■ Problem details ■
Could you retype the whole listing word for word and drop the images?

■ Input for this task ■
=== Begin Enclosure ===
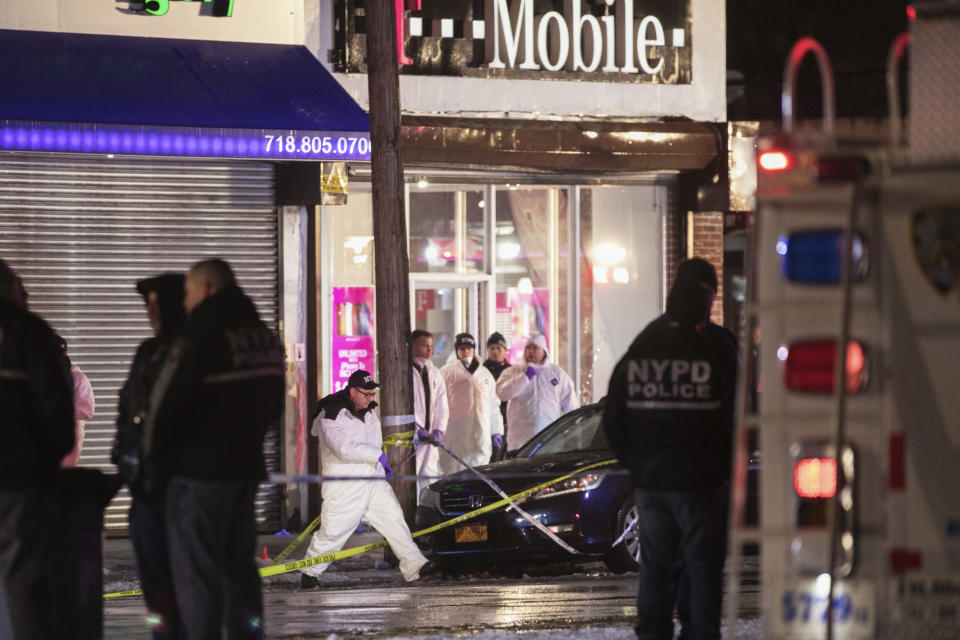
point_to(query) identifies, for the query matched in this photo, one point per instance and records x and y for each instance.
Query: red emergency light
(775, 160)
(809, 366)
(815, 477)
=== End Enclosure ===
■ Answer to the problem ■
point_to(query) identifies, for the query matched in this photo, one point per instance and records x and y for each instance.
Query: red emergency light
(775, 160)
(809, 366)
(815, 477)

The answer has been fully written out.